[Data]
*** Block opens ***
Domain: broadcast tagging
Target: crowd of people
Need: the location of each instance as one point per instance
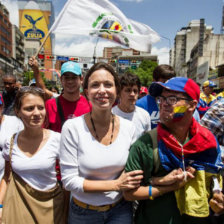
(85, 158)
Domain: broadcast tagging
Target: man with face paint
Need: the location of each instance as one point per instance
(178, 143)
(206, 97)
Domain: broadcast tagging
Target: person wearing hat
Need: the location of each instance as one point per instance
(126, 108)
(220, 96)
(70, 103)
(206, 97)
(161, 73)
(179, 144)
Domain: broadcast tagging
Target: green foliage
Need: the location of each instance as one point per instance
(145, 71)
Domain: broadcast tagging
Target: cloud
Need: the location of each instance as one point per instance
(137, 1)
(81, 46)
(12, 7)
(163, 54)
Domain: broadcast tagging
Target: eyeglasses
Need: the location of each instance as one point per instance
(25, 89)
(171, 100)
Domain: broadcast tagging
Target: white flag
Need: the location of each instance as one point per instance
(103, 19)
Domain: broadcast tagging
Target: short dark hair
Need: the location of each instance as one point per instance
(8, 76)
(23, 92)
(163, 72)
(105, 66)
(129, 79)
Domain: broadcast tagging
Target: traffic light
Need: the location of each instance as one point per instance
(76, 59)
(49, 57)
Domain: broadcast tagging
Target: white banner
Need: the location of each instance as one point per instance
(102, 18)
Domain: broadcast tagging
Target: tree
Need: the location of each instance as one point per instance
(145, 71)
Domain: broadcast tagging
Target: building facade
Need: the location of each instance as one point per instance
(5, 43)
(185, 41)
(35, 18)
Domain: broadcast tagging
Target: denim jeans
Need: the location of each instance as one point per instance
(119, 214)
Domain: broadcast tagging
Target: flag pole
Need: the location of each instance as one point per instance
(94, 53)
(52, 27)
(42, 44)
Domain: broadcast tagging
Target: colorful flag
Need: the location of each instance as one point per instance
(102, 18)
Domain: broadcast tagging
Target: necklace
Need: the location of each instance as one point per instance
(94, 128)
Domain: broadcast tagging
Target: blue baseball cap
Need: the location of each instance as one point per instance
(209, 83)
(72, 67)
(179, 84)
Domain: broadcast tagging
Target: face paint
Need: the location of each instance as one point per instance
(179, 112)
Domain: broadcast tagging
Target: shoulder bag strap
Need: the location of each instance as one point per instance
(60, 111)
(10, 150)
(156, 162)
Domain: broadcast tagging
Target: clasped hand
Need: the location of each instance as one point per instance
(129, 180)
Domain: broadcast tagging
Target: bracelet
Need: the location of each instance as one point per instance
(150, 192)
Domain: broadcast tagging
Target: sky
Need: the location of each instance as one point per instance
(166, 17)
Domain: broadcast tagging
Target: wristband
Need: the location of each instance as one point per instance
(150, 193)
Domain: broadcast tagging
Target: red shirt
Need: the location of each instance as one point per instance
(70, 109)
*** Block closes ***
*** Block opens ***
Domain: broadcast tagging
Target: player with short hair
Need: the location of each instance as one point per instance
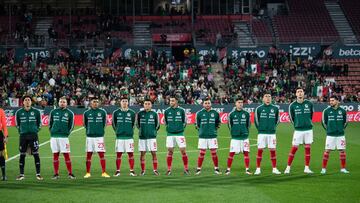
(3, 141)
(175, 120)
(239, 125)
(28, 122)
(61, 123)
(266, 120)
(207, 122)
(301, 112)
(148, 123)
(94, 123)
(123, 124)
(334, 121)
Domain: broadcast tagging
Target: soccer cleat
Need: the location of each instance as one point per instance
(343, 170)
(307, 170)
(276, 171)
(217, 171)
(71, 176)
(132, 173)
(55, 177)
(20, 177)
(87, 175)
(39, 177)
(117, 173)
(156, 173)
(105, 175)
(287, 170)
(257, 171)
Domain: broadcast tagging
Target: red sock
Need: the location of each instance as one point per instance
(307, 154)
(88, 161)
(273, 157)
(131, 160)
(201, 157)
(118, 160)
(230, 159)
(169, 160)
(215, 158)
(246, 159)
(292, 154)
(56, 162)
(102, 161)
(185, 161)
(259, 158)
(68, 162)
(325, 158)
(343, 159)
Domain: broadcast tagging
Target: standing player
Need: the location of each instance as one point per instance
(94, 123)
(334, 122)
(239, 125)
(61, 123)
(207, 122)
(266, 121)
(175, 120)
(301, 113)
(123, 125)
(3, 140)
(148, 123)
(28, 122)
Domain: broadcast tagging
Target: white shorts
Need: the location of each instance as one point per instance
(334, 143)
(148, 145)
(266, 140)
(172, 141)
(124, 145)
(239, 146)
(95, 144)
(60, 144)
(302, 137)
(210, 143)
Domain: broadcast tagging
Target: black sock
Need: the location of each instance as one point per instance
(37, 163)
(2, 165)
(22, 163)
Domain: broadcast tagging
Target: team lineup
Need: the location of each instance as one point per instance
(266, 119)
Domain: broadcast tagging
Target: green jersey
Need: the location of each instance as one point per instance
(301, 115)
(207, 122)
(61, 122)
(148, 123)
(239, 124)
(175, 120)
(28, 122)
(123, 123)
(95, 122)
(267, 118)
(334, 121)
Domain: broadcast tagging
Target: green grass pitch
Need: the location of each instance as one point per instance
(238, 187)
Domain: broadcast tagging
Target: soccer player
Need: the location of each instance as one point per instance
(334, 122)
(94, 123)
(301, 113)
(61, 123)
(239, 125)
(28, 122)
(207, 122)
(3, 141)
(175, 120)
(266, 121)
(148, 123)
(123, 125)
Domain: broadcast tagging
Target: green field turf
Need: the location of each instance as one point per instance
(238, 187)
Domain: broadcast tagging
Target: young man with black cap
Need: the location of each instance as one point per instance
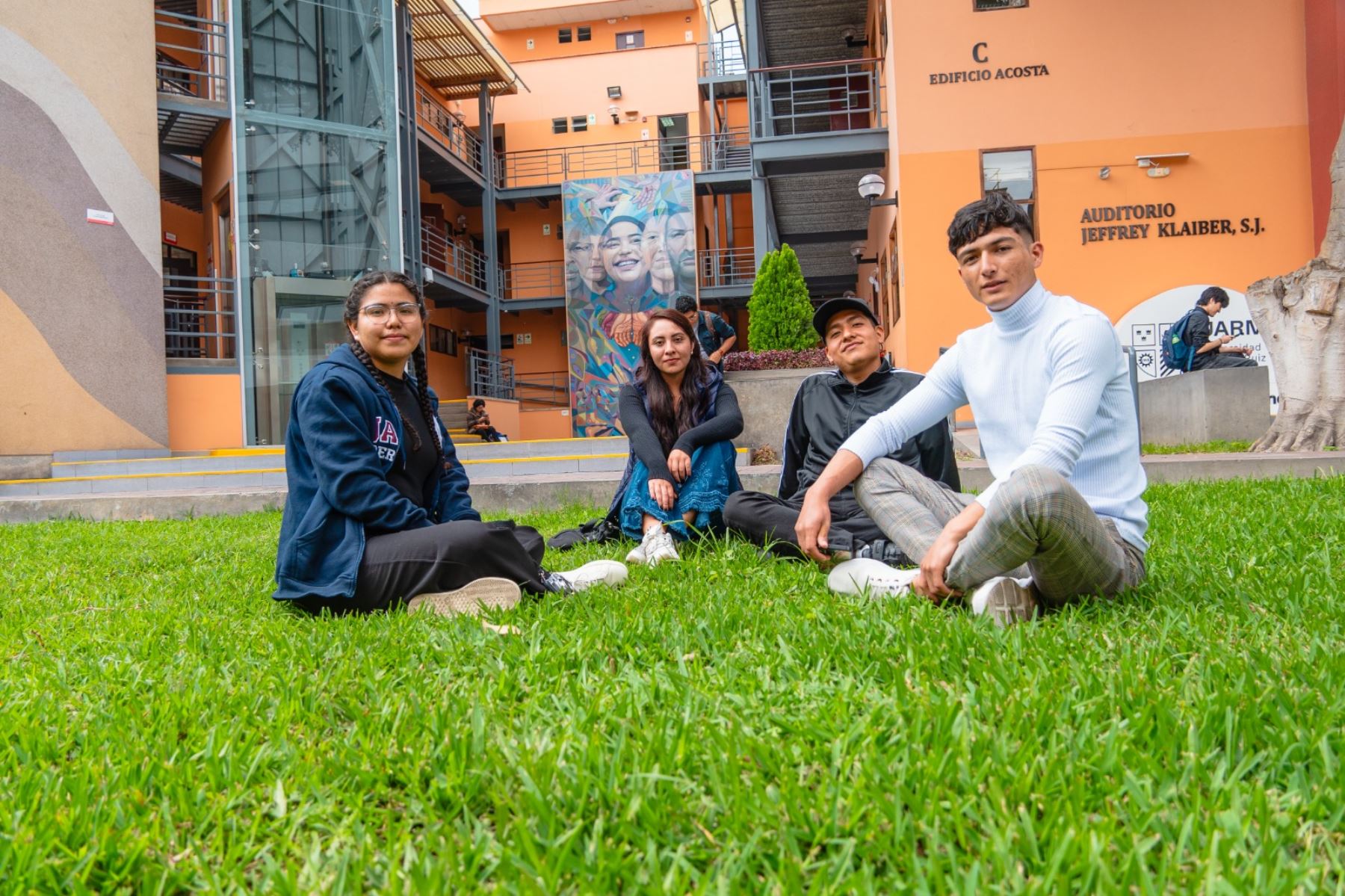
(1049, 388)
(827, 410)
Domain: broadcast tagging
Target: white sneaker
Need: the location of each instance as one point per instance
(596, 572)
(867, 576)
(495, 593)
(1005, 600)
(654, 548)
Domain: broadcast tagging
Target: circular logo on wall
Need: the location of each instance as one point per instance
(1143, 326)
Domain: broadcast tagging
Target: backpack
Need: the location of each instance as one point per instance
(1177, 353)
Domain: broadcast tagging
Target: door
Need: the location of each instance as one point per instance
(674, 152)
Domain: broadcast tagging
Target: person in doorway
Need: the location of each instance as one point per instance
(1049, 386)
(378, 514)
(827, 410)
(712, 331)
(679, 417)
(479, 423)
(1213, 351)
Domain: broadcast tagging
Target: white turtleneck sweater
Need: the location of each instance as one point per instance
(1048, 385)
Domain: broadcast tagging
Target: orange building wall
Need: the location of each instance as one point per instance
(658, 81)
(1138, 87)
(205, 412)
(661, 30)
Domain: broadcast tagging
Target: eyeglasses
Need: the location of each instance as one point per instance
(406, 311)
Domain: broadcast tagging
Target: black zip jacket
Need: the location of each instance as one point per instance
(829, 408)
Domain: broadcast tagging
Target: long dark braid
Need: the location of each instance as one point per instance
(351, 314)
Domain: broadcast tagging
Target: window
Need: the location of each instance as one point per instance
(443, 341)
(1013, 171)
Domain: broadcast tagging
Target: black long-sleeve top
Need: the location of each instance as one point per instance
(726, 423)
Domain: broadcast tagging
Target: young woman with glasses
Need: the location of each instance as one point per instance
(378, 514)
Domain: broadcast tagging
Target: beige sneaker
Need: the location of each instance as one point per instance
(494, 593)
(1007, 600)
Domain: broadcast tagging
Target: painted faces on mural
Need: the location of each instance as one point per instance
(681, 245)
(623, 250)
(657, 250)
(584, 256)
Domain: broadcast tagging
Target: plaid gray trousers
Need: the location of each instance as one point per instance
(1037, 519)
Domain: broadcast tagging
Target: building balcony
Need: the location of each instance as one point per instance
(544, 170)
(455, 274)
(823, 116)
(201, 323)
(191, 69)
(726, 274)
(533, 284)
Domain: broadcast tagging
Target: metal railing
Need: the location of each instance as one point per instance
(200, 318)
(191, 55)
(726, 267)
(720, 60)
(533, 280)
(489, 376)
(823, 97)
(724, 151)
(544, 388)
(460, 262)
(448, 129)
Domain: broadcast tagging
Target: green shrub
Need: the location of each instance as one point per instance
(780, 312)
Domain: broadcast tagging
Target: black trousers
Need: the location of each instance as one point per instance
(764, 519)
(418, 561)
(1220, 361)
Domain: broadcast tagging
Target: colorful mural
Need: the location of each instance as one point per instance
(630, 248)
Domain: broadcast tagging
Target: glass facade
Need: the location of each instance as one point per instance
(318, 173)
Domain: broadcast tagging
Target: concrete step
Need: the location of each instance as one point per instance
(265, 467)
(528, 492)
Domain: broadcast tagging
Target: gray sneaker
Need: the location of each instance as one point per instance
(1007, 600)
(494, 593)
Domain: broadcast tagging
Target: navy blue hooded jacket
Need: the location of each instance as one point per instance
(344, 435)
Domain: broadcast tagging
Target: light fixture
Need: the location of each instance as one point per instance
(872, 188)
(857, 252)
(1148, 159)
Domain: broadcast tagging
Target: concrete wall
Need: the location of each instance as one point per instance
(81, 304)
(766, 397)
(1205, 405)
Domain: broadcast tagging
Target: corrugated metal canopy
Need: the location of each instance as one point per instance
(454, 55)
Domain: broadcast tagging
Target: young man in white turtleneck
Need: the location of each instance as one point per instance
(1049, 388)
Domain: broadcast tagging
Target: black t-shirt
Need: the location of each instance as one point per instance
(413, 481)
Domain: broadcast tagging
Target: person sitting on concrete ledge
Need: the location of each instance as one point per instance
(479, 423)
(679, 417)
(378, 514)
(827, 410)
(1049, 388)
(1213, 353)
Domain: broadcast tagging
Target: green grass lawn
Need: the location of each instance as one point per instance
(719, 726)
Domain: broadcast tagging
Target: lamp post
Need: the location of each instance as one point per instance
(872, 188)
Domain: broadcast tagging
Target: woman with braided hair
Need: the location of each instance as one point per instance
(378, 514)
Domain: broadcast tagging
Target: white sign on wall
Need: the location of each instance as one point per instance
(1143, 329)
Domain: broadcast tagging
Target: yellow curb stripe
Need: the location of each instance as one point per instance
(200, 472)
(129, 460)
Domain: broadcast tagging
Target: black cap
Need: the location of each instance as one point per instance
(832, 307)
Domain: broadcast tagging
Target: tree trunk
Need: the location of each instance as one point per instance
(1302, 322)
*** Block closes ***
[Problem] When the line with "Target: black zip jacket" is reached in the data above, start copying there, and copy each line exactly until the line with "Target: young woman with glasses" has been copied; copy nothing else.

[Exercise response]
Target: black zip jacket
Need: the location of each instance as one point per instance
(829, 408)
Domain: broadcast tagging
Target: long dark braid
Need: the location of each instance as one point per instance
(351, 314)
Domain: broadcast tagging
Target: window
Need: the location of each instance as one point per instance
(443, 341)
(1013, 171)
Domain: broadcast tagging
Target: black long-sleeve top
Need: the location of each instance as one point per instance
(726, 423)
Domain: broadcast tagging
Target: young woman with glasses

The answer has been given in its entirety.